## begin Supplied records

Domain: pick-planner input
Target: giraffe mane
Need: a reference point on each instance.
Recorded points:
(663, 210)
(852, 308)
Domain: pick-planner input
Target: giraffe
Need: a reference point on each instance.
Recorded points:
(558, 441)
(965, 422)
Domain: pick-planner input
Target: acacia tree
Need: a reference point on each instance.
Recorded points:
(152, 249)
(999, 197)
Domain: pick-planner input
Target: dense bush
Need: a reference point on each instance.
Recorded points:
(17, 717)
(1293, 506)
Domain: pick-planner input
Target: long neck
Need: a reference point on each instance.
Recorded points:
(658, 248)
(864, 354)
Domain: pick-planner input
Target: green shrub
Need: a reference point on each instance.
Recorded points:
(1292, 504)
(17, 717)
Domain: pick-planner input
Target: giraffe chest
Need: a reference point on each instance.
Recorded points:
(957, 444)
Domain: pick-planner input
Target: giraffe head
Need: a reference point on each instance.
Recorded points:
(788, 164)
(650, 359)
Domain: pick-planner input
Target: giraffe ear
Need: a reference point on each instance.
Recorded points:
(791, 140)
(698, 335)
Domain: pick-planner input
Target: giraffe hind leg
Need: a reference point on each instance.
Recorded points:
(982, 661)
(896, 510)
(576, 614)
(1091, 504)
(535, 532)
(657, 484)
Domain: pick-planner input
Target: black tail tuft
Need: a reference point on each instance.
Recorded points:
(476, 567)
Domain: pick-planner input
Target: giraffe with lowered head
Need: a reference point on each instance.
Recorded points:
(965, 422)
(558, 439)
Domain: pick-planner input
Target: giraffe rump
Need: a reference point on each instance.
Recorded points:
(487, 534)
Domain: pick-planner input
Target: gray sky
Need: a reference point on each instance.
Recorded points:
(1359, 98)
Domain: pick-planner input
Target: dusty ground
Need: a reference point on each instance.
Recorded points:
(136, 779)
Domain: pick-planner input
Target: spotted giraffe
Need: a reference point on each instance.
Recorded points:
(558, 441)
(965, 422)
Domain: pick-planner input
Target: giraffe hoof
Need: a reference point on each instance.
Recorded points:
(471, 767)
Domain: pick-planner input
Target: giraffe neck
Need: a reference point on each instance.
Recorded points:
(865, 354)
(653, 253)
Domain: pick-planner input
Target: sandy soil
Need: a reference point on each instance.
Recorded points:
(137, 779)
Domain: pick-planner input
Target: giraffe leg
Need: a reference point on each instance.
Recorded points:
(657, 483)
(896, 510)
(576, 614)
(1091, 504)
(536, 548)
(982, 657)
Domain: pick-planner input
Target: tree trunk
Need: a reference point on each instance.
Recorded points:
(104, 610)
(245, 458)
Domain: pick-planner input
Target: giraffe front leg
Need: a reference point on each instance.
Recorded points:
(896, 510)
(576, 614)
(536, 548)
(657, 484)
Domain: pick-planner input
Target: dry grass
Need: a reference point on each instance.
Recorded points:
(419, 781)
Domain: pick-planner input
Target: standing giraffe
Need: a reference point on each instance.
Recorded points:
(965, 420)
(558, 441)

## end Supplied records

Which lines of the records contain the word "neck"? Locate each one and copy it.

Target: long neck
Target: giraffe neck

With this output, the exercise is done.